>> BEGIN

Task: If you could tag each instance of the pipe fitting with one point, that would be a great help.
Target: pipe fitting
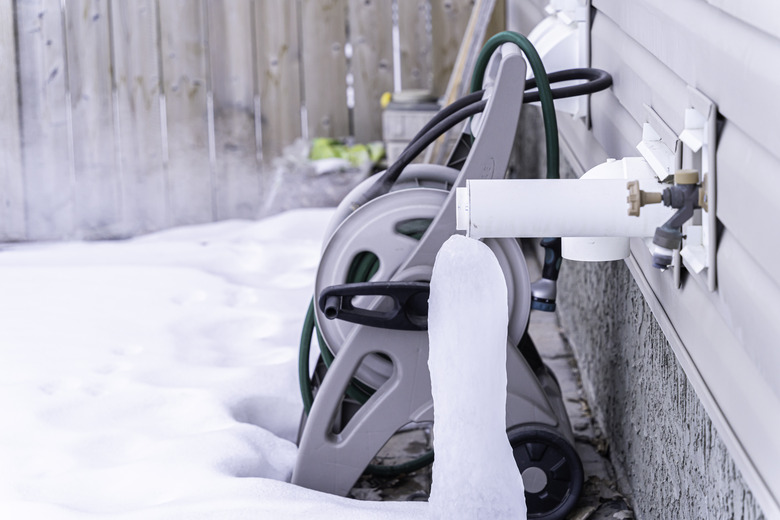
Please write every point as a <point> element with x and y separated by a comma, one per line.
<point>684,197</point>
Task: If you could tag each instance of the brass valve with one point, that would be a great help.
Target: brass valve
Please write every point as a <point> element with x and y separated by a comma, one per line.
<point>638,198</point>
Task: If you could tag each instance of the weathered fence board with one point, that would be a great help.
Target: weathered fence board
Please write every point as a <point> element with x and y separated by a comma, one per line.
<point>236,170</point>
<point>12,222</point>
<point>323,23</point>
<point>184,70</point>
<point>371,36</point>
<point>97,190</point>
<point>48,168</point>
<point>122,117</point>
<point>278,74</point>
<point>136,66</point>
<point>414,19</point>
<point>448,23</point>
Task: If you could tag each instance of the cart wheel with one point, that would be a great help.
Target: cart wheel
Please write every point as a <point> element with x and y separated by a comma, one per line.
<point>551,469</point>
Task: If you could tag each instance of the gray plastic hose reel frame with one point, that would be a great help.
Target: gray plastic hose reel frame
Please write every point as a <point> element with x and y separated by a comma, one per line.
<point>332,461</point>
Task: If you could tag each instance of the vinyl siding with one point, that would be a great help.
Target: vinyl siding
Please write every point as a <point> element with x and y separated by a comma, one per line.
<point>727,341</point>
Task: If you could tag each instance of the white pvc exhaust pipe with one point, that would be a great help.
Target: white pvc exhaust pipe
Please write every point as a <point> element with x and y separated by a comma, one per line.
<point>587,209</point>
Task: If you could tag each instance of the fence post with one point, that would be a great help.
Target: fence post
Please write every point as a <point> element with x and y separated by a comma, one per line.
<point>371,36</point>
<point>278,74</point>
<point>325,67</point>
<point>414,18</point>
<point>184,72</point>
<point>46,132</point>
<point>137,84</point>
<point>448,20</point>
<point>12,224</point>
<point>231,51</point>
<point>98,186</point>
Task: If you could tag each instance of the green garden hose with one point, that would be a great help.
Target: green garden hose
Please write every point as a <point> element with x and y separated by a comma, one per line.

>> END

** REQUIREMENTS **
Format the items above as a JSON list of strings with one string for each line. Omit blank lines and leave the pictures out of the list.

** WRITTEN ANSWER **
[
  "Task: If you could tag each instance of the pipe fitting with one point, that would be a great help.",
  "Target: pipe fitting",
  "Please write every point as a <point> element with x and y separated by a comma, one per line.",
  "<point>684,197</point>",
  "Task: If you could tag each instance of the brass valve with one point, that would be a great help.",
  "Target: brass valve",
  "Please write every point as a <point> element with x and y separated by a comma, one per line.",
  "<point>638,198</point>",
  "Task: If you could tag each instance of the weathered fence board with one point, that would be a great help.",
  "Target: weathered fence board",
  "Please write every point as a <point> element with x and y separated by a comma, one per line.",
  "<point>236,170</point>",
  "<point>12,222</point>",
  "<point>323,23</point>",
  "<point>184,70</point>",
  "<point>371,36</point>",
  "<point>97,190</point>",
  "<point>48,168</point>",
  "<point>122,117</point>",
  "<point>278,74</point>",
  "<point>136,66</point>",
  "<point>414,19</point>",
  "<point>448,23</point>",
  "Task: If you could tag each instance of the cart wheel with one point, that would be a great help.",
  "Target: cart wheel",
  "Please write every point as a <point> element with x and y separated by a comma, one per line.",
  "<point>551,469</point>",
  "Task: If you could tag each instance of the gray plastic hose reel frame with one point, that would be a great help.",
  "Target: gray plastic hose reel frame",
  "Please write every point as a <point> element with x and y separated by a comma, one per line.",
  "<point>332,461</point>",
  "Task: If you could tag each instance of the vinyl siding with one point, that would be a great help.",
  "Target: vinyl siding",
  "Please write every point as a <point> element with x and y separated by a comma, one per line.",
  "<point>727,341</point>",
  "Task: If you could tag each instance of the white pvc exhaust pipe with one point, that would be a great help.",
  "Target: white pvc exhaust pipe",
  "Please write every point as a <point> element with x and y separated by a comma, one per line.",
  "<point>587,209</point>",
  "Task: If you could tag each instance of the fence post with one point, that would be a great help.",
  "Target: fence post",
  "Please write every point as a <point> element with x and y separated by a comma, one per line.",
  "<point>371,36</point>",
  "<point>278,74</point>",
  "<point>325,67</point>",
  "<point>414,18</point>",
  "<point>184,72</point>",
  "<point>46,132</point>",
  "<point>137,84</point>",
  "<point>448,20</point>",
  "<point>12,224</point>",
  "<point>231,51</point>",
  "<point>98,186</point>",
  "Task: If you could tag each instance of the green garden hose with one point, that would be a great help.",
  "Target: green garden hose",
  "Please write every point as a <point> element with x and y separated by a comma, one per line."
]